» **TEXT PROVIDED**
********
Austria’s Grossglockner High Alpine Road- The name says it all. You drive in one of the Alps’ highest mountain ranges. But what hides behind the name is the “Journey which is more beautiful than the destination.” As of now, the road Abu Simbel reminded me of this phrase. Now Austria’s high alpine road adds to that list. Nothing else could have been a better place than Grossglockner to celebrate mom’s 58th birthday. So let me take you on a winding road trip where a part of my heart is lost to this alpine beauty in Austria.
Is Grossglockner High Alpine Road worth it?
Let me tell you a top-most secret and a religious reason why you must take this trip. Ever since I began travelling with my mom (by age 6), she always slept during the journey. Be it the winding roads to Kedarnath or a tuk-tuk ride in busy Bangkok. She sleeps throughout the journey.
But my lady was wide awake throughout High Alpine road.
She couldn’t take her eyes off even for a minute (She slept in the evening after we exited the high alpine road )- This day and route are etched in the history book of our family forever as “The only route where Gayathri didn’t fall asleep because it was beyond scenic.” It isn’t just the 40km of the journey that is fascinating. Changing flora and meadows from Salzburg to the endpoint keeps you enthralled throughout.
********
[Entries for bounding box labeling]
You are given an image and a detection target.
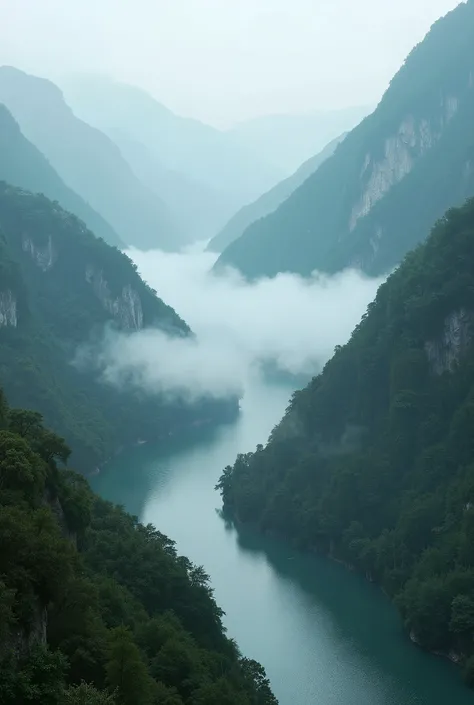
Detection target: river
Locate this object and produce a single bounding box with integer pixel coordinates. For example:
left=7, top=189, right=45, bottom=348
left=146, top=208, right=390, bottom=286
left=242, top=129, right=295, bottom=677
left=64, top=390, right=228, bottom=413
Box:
left=93, top=381, right=474, bottom=705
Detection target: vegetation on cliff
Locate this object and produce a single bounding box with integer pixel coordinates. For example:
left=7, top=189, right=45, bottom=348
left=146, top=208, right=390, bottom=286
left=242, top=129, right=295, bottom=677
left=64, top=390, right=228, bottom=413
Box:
left=218, top=195, right=474, bottom=683
left=0, top=392, right=276, bottom=705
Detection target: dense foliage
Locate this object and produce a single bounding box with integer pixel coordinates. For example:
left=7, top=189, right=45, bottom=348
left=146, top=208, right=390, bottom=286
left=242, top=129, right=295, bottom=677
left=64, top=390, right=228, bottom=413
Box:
left=219, top=0, right=474, bottom=277
left=218, top=195, right=474, bottom=683
left=0, top=184, right=234, bottom=471
left=0, top=394, right=276, bottom=705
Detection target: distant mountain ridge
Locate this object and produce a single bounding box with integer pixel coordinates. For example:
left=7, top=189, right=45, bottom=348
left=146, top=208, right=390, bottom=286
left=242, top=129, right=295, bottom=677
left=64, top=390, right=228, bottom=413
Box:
left=219, top=0, right=474, bottom=277
left=0, top=104, right=124, bottom=247
left=228, top=106, right=374, bottom=174
left=0, top=182, right=232, bottom=472
left=62, top=75, right=285, bottom=232
left=0, top=66, right=182, bottom=250
left=207, top=134, right=346, bottom=252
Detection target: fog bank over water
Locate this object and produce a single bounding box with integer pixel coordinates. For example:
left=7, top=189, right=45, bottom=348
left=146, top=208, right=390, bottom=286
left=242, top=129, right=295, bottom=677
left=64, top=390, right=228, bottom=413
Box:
left=88, top=247, right=382, bottom=400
********
» **WRITTEN INSTRUCTION A**
Please answer these questions from the Grossglockner text:
(i) Which of the writer's mom's birthdays was celebrated on this trip?
(ii) At what age did the writer begin traveling with their mom?
(iii) How many kilometers long is the journey said to be?
» **WRITTEN INSTRUCTION B**
List every place name in the Grossglockner text other than Grossglockner and the High Alpine Road.

» **EXERCISE RESPONSE A**
(i) Her 58th birthday.
(ii) Age 6.
(iii) 40 km.

» **EXERCISE RESPONSE B**
Austria, the Alps, Abu Simbel, Kedarnath, Bangkok, Salzburg